Pick out every line in the records that contains the word "instance" and copy each such line.

⁂

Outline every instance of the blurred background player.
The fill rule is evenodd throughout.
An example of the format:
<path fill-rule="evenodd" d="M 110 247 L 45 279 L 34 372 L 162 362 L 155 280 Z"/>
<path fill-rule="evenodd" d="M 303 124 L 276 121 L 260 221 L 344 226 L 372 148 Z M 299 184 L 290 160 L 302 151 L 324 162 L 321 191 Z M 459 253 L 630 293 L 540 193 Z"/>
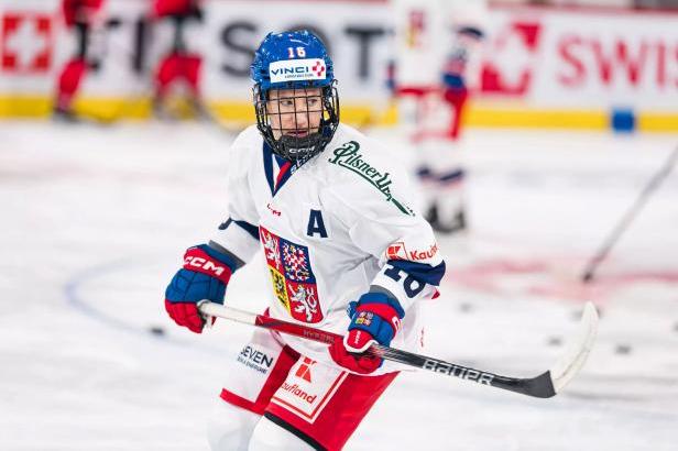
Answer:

⁂

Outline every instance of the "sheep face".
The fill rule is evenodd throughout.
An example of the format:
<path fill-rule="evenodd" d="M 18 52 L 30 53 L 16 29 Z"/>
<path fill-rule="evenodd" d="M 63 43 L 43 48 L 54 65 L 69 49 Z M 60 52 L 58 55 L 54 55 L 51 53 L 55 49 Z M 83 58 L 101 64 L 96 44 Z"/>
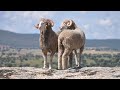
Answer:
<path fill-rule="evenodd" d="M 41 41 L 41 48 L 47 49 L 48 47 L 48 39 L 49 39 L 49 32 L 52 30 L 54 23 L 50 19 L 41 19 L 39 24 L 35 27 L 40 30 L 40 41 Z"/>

⁂

§ **WRITTEN ANSWER**:
Outline every instance of the blurred background player.
Outline every instance of the "sheep face".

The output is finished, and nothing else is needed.